Begin WORKING DATA

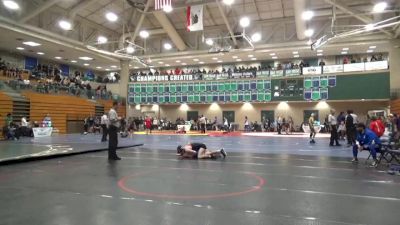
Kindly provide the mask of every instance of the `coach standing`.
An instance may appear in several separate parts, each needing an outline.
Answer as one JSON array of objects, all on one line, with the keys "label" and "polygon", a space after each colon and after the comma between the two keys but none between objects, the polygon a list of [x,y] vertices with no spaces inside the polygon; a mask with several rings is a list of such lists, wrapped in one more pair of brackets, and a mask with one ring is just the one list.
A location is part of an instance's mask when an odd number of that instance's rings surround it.
[{"label": "coach standing", "polygon": [[117,156],[118,127],[119,127],[117,108],[118,108],[118,103],[114,102],[113,107],[108,112],[108,119],[109,119],[108,160],[121,160],[121,158]]}]

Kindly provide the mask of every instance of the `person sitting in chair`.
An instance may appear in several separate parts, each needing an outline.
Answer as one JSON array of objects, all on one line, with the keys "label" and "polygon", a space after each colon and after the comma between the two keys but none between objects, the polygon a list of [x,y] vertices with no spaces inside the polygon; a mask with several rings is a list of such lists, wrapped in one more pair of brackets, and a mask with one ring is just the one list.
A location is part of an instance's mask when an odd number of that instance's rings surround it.
[{"label": "person sitting in chair", "polygon": [[211,151],[203,143],[189,143],[185,146],[179,145],[176,149],[177,155],[183,159],[216,159],[227,156],[225,150]]},{"label": "person sitting in chair", "polygon": [[379,137],[370,129],[366,128],[365,124],[357,124],[357,142],[358,144],[353,145],[353,160],[354,163],[358,163],[358,151],[368,150],[371,152],[373,162],[372,167],[378,165],[378,160],[376,159],[376,153],[379,152],[381,147],[381,140]]}]

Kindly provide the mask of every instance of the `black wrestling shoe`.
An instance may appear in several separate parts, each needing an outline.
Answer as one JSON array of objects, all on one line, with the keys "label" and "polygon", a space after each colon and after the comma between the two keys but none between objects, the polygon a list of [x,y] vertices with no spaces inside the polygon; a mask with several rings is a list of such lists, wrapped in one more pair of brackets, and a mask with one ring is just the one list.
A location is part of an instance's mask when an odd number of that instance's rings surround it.
[{"label": "black wrestling shoe", "polygon": [[228,154],[226,154],[225,150],[223,148],[221,148],[221,150],[219,150],[219,152],[221,152],[222,156],[224,156],[224,158],[226,158],[226,156]]}]

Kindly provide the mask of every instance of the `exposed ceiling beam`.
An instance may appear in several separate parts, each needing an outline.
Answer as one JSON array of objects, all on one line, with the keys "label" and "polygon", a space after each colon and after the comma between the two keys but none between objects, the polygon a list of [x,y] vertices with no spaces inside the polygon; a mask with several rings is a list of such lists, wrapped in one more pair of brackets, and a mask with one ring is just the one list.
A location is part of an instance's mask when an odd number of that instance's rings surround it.
[{"label": "exposed ceiling beam", "polygon": [[23,16],[21,19],[19,19],[20,23],[25,23],[29,21],[30,19],[34,18],[35,16],[39,15],[41,12],[45,11],[46,9],[52,7],[53,5],[57,4],[58,2],[61,2],[61,0],[47,0],[45,3],[39,5],[36,9],[31,11],[30,13],[27,13],[25,16]]},{"label": "exposed ceiling beam", "polygon": [[[374,23],[374,21],[368,17],[368,16],[363,16],[363,15],[357,15],[357,12],[355,12],[353,9],[349,8],[348,6],[341,4],[338,0],[325,0],[325,2],[331,4],[332,6],[335,6],[336,8],[340,9],[344,13],[347,13],[349,15],[354,16],[354,18],[357,18],[358,20],[364,22],[365,24],[371,24]],[[393,37],[393,34],[389,31],[386,31],[384,29],[380,29],[381,32],[385,33],[387,36],[390,38]]]},{"label": "exposed ceiling beam", "polygon": [[171,21],[168,19],[167,15],[165,15],[165,12],[162,10],[154,11],[153,15],[154,17],[156,17],[156,19],[161,24],[163,29],[167,32],[168,36],[170,37],[174,45],[177,47],[177,49],[179,49],[179,51],[186,50],[187,46],[185,42],[183,41],[182,37],[178,34],[174,25],[172,25]]},{"label": "exposed ceiling beam", "polygon": [[89,7],[91,4],[97,2],[98,0],[84,0],[80,1],[78,4],[74,5],[70,10],[68,10],[68,15],[70,18],[74,18],[79,11]]},{"label": "exposed ceiling beam", "polygon": [[215,2],[216,2],[217,5],[218,5],[218,9],[219,9],[219,11],[220,11],[220,13],[221,13],[222,19],[224,20],[224,22],[225,22],[225,24],[226,24],[226,28],[228,29],[229,34],[231,35],[233,44],[235,45],[235,48],[237,48],[237,47],[238,47],[238,43],[237,43],[237,41],[236,41],[236,37],[235,37],[235,34],[233,33],[232,27],[231,27],[231,25],[229,24],[228,18],[226,18],[224,9],[222,8],[222,5],[221,5],[221,3],[220,3],[218,0],[215,0]]}]

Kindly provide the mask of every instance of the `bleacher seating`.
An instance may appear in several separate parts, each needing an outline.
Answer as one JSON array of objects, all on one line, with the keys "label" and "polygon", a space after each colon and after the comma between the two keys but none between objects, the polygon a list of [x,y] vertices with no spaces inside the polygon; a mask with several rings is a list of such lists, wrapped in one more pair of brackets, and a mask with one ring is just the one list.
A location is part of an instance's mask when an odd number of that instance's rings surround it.
[{"label": "bleacher seating", "polygon": [[47,113],[59,133],[67,133],[67,118],[84,118],[95,113],[95,104],[87,99],[74,96],[56,96],[24,92],[31,103],[31,121],[42,121]]}]

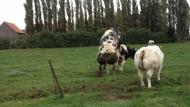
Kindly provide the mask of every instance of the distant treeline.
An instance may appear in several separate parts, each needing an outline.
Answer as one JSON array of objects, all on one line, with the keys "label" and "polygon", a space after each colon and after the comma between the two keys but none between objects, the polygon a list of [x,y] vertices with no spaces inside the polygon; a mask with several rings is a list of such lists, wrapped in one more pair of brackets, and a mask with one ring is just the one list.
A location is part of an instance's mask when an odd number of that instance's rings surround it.
[{"label": "distant treeline", "polygon": [[[176,41],[189,36],[187,0],[26,0],[26,32],[73,32],[116,27],[163,32]],[[138,30],[137,30],[138,31]],[[135,36],[135,35],[134,35]]]}]

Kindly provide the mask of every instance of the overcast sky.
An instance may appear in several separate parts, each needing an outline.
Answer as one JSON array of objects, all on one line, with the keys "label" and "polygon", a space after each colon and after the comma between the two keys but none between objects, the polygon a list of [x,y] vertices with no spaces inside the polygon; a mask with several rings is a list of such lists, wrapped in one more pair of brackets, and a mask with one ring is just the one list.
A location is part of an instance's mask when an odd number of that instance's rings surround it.
[{"label": "overcast sky", "polygon": [[[190,3],[190,0],[187,1]],[[0,0],[0,24],[7,21],[24,29],[24,2],[25,0]]]}]

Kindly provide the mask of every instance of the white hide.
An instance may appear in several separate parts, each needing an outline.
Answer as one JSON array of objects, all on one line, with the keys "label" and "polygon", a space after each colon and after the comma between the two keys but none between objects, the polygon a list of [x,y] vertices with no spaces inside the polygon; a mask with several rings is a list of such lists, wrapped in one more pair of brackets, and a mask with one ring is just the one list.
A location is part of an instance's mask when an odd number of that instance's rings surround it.
[{"label": "white hide", "polygon": [[160,80],[163,60],[164,54],[156,45],[142,47],[136,52],[134,63],[138,69],[141,86],[145,86],[143,81],[143,71],[145,70],[147,71],[148,88],[151,88],[151,77],[154,70],[157,72],[157,80]]}]

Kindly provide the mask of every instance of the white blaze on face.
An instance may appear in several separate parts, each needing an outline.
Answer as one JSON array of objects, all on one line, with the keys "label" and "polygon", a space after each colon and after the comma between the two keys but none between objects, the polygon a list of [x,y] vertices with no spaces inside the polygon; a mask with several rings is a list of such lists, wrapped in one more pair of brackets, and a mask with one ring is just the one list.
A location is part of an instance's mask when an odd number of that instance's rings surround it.
[{"label": "white blaze on face", "polygon": [[[127,50],[127,46],[126,45],[121,45],[121,47],[125,50],[125,51],[127,51],[128,52],[128,50]],[[122,50],[122,49],[120,49],[120,50]]]}]

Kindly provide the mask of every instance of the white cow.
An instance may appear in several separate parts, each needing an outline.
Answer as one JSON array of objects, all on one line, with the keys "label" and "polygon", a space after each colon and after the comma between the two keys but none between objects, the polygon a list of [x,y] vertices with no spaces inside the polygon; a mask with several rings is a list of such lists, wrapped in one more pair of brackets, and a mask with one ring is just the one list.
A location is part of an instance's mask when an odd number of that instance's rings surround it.
[{"label": "white cow", "polygon": [[134,62],[138,69],[141,86],[145,86],[143,81],[143,71],[147,71],[148,88],[151,88],[151,77],[154,70],[157,71],[157,80],[160,80],[163,60],[164,54],[156,45],[142,47],[136,52]]}]

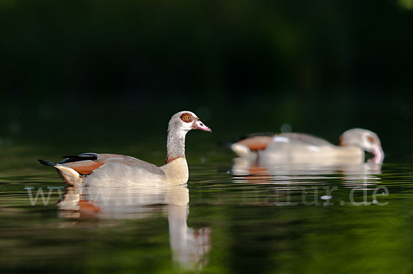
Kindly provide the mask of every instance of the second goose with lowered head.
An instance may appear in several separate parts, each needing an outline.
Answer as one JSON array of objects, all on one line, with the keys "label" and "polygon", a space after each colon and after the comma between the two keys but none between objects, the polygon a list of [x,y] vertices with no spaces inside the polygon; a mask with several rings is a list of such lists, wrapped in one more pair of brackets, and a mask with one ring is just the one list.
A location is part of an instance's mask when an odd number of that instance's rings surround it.
[{"label": "second goose with lowered head", "polygon": [[178,185],[188,181],[185,137],[193,129],[212,132],[191,111],[180,111],[168,126],[166,163],[158,167],[125,155],[83,153],[65,157],[60,163],[39,160],[52,166],[61,178],[72,185],[92,187]]}]

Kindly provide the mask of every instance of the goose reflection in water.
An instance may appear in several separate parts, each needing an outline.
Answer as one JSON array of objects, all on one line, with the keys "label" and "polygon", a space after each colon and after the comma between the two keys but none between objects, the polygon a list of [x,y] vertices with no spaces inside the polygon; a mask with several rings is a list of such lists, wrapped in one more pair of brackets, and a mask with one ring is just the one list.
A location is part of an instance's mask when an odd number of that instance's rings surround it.
[{"label": "goose reflection in water", "polygon": [[66,218],[131,219],[149,218],[167,209],[173,260],[185,268],[202,268],[211,249],[211,229],[188,227],[189,190],[186,185],[165,187],[67,188],[58,203]]},{"label": "goose reflection in water", "polygon": [[286,184],[291,189],[297,189],[324,179],[339,178],[343,185],[354,187],[377,184],[380,180],[379,175],[381,174],[381,163],[376,163],[374,160],[361,162],[357,157],[343,159],[341,161],[313,163],[239,157],[233,159],[232,172],[235,182]]}]

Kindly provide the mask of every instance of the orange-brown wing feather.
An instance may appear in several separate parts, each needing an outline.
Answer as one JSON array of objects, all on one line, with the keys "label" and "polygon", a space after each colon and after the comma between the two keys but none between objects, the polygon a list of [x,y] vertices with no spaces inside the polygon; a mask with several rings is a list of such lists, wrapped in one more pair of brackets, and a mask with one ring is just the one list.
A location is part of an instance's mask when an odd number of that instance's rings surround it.
[{"label": "orange-brown wing feather", "polygon": [[98,168],[100,165],[103,164],[105,164],[105,161],[87,160],[63,163],[63,165],[74,169],[81,174],[86,175],[91,174],[94,170]]},{"label": "orange-brown wing feather", "polygon": [[259,150],[266,149],[272,139],[271,136],[256,136],[244,139],[237,143],[248,146],[251,150]]}]

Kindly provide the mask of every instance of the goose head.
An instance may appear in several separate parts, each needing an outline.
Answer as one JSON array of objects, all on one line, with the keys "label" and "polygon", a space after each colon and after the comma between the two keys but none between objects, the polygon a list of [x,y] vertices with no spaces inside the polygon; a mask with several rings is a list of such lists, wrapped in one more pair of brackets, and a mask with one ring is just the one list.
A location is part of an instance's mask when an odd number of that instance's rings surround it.
[{"label": "goose head", "polygon": [[362,128],[350,129],[340,136],[340,146],[356,146],[374,155],[374,162],[381,163],[384,152],[380,139],[372,131]]},{"label": "goose head", "polygon": [[172,116],[168,130],[186,134],[193,129],[200,129],[211,133],[212,130],[201,122],[198,116],[191,111],[180,111]]}]

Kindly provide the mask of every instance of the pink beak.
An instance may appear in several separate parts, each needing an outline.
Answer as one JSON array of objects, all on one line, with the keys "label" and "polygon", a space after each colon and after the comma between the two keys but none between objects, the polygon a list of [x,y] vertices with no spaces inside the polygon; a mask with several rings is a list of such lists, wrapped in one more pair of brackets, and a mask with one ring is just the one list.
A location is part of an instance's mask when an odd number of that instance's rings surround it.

End WORKING DATA

From the line containing "Kindly provide the mask of every instance of the pink" down to the last line, reproduce the records exactly. Include both ends.

> [SOLUTION TO THE PROBLEM]
Kindly provide the mask of every instance of the pink beak.
An instance may appear in several separate parts, each needing an outline.
Answer as one JSON array of objects, all on one line, with the keys "label" and "polygon", a space after each colon and after the comma between the two keys but none between objects, the polygon a list of [x,y] vertices with no spaces inside the polygon; a mask with several rings is a list of such lists, wrapped in one more pair of brackets, and a mask with one ring is just the one list.
A location is part of an instance's mask when an odd number of that instance's rings surround it.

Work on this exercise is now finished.